- [TASK A]:
Reproduce the passage of the Mick Ahern article below word for word, starting at the words "Born in Ballintemple, Cork, Ahern" and stopping after "medallist with Blackrock.".

── PAGE EXTRACT

Mick "Gah" Ahern

Personal information
- Native name: Mícheál Ó hEachtairn (Irish)
- Nickname: Gah
- Born: 22 May 1905 Blackrock, Cork, Ireland
- Died: 30 December 1946 (aged 41) Blackrock, Cork, Ireland

Sport
- Sport: Hurling
- Position: Full-forward

Club
- Years: Club
- Blackrock

Club titles
- Cork titles: 6

Inter-county
- Years: County / Apps (scores)
- 1925–1932: Cork / 30 (35–27)

Inter-county titles
- Munster titles: 4
- All-Irelands: 4
- NHL: 2

= Mick Ahern =

Irish hurler

Michael John "Gah" Ahern (22 May 1905 – 30 December 1946) was an Irish hurler who played as a full-forward for the Cork senior team.

Born in Ballintemple, Cork, Ahern first played competitive hurling during his schooling at Crab Lane National School. He arrived on the inter-county scene at the age of twenty when he first linked up with the Cork junior team before later joining the senior side. He made his senior debut during the 1925 championship. Ahern immediately became a regular member of the starting fifteen, and won four All-Ireland medals, four Munster medals and two National Hurling League medals. He was an All-Ireland runner-up on one occasion.

At international level Ahern played for the victorious Tailteann Games hurling team in 1932. As a member of the Munster inter-provincial team on a number of occasions, he won two Railway Cup medals. At club level Ahern was a six-time championship medallist with Blackrock.

His brother, Paddy "Balty" Ahern, was a teammate with Cork and won five All-Ireland medals.

Ahern's career tally of 35 goals and 27 points was a record score for a Cork player which stood until 22 June 1952 when it was surpassed by Christy Ring.

Throughout his career Ahern made 30 championship appearances. He retired from inter-county hurling prior to the start of the 1932 championship.

==Playing career==
===Club===

In 1924 Ahern was a key member of the Blackrock senior hurling team. He won his first championship medal that year following a 3–5 to 1–2 defeat of Redmonds.

Blackrock retained the title in 1925, with Ahern collecting a second championship medal following a 6–4 to 2–3 defeat of St. Finbarr's.

Three-in-a-row proved beyond Blackrock, however, in 1927 they were back in a fourth successive decider. A 5–5 to 2–1 defeat of Redmonds gave Ahern a third championship medal.

────
── DATASET

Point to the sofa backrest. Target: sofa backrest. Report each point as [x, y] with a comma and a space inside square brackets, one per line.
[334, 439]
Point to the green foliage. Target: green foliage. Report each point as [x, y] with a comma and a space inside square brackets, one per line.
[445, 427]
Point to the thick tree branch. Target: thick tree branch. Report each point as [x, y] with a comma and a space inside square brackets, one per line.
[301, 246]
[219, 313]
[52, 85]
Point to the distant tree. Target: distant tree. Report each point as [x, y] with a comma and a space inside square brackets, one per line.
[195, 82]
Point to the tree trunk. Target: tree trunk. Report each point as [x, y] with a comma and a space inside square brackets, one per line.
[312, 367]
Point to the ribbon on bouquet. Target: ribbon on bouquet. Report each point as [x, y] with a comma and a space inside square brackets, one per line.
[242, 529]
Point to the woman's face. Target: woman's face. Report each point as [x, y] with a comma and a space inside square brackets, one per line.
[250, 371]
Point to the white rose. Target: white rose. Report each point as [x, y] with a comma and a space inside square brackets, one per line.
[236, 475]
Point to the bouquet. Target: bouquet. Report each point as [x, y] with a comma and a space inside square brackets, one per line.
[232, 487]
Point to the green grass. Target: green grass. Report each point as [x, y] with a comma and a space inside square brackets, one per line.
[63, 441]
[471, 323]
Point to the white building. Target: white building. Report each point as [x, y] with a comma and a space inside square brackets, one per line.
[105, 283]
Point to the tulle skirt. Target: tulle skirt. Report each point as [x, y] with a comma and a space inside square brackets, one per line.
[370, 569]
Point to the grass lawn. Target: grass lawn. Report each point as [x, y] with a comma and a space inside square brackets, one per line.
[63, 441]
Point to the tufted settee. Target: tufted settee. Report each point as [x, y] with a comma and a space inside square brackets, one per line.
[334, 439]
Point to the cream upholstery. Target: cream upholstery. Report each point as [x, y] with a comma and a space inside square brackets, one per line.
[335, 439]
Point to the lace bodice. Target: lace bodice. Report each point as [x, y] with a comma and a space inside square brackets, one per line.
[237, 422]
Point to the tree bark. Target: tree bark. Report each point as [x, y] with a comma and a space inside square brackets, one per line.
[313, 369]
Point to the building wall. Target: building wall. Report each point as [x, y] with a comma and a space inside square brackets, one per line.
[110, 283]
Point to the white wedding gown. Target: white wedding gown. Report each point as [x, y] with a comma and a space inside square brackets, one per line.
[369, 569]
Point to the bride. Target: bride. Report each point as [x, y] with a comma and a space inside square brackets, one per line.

────

- [TASK B]:
Please transcribe the records above without changing anything, starting at the line that contains "Point to the lace" and continuing through the last line of the records.

- [CORRECT OUTPUT A]:
Born in Ballintemple, Cork, Ahern first played competitive hurling during his schooling at Crab Lane National School. He arrived on the inter-county scene at the age of twenty when he first linked up with the Cork junior team before later joining the senior side. He made his senior debut during the 1925 championship. Ahern immediately became a regular member of the starting fifteen, and won four All-Ireland medals, four Munster medals and two National Hurling League medals. He was an All-Ireland runner-up on one occasion.

At international level Ahern played for the victorious Tailteann Games hurling team in 1932. As a member of the Munster inter-provincial team on a number of occasions, he won two Railway Cup medals. At club level Ahern was a six-time championship medallist with Blackrock.

- [CORRECT OUTPUT B]:
Point to the lace bodice. Target: lace bodice. Report each point as [x, y] with a comma and a space inside square brackets, one per line.
[237, 422]
Point to the tree bark. Target: tree bark. Report each point as [x, y] with a comma and a space inside square brackets, one per line.
[313, 369]
Point to the building wall. Target: building wall. Report each point as [x, y] with a comma and a space inside square brackets, one per line.
[110, 283]
Point to the white wedding gown. Target: white wedding gown. Report each point as [x, y] with a comma and a space inside square brackets, one per line.
[369, 569]
Point to the bride. Target: bride. Report each point as [x, y] with a comma and a space inside square brackets, one per line.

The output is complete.